To do: Give the lines below, from the line with "point: the entrance" up to and including the line with "point: the lamp", as a JSON list of strings with one string per line. Leave out blank lines.

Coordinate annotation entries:

───

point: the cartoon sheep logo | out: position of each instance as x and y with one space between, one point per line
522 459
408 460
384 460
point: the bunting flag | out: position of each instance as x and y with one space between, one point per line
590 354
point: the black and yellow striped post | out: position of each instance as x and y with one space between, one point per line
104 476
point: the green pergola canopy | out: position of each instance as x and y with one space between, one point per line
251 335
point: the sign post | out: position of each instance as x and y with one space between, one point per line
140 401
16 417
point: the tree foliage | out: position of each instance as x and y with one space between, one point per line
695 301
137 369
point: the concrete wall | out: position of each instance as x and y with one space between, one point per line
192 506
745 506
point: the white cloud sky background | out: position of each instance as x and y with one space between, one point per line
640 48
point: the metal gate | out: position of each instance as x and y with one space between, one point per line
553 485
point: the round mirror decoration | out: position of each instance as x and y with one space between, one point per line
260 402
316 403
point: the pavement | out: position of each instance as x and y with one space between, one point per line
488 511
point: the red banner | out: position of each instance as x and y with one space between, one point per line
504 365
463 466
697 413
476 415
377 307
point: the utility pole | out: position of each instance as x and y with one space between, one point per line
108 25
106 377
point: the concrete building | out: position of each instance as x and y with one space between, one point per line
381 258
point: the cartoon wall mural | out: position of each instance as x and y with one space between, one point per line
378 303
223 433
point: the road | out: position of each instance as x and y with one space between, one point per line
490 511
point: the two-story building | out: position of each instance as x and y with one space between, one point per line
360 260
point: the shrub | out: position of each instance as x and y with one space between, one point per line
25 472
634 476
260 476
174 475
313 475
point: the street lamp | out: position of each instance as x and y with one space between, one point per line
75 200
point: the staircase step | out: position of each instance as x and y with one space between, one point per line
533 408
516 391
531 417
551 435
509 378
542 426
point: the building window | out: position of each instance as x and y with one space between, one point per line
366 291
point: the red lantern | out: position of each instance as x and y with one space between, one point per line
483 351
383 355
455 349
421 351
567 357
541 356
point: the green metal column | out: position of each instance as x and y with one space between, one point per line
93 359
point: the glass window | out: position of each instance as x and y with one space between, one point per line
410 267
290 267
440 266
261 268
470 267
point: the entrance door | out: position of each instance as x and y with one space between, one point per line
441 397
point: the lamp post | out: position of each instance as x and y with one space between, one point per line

───

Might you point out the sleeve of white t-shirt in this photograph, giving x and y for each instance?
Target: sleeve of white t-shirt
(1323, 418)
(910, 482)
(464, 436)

───

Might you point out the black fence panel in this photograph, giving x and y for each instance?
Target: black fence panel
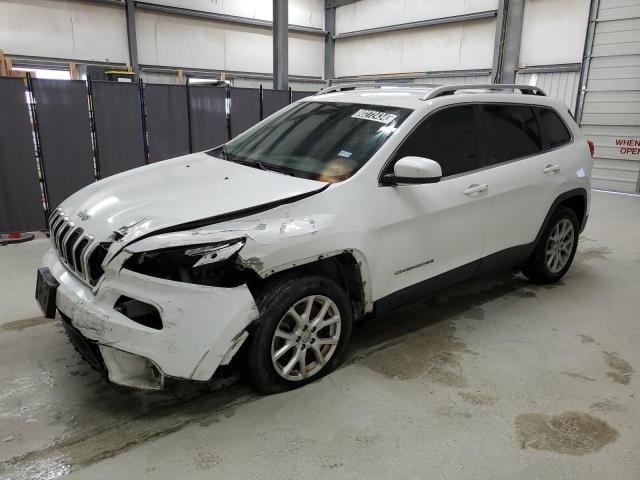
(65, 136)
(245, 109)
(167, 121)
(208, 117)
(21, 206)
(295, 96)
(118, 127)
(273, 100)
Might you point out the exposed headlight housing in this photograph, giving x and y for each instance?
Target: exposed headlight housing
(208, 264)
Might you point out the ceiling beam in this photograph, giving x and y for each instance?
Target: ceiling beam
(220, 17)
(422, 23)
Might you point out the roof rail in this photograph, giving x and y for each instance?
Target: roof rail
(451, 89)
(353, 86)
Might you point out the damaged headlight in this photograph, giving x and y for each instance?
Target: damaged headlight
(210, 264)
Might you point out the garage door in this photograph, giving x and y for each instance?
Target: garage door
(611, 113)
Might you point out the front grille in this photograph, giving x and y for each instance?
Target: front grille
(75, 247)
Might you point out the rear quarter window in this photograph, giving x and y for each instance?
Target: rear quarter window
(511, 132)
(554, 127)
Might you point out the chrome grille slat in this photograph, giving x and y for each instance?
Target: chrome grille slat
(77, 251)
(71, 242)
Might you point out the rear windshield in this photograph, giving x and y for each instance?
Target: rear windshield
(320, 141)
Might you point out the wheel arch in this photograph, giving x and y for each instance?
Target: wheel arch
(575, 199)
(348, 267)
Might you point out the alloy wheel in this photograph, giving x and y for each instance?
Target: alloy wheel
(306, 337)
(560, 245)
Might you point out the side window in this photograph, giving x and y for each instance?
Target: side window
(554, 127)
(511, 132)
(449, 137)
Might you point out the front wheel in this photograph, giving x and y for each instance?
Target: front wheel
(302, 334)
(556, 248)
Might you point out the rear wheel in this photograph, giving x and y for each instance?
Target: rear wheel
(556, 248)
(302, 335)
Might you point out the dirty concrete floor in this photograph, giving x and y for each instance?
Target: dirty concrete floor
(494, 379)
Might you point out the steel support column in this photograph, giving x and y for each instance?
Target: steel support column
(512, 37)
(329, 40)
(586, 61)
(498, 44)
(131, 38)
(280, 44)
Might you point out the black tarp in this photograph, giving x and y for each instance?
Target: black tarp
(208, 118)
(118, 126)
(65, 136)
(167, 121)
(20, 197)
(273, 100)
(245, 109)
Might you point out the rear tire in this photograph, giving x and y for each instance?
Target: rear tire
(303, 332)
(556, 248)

───

Response below:
[
  "point: the entrance door | out: position of each instance as x and y with one space between, one point per line",
  "441 397",
  "point: the lamp post | out: position of each instance as x and y with one space between, one point per line"
]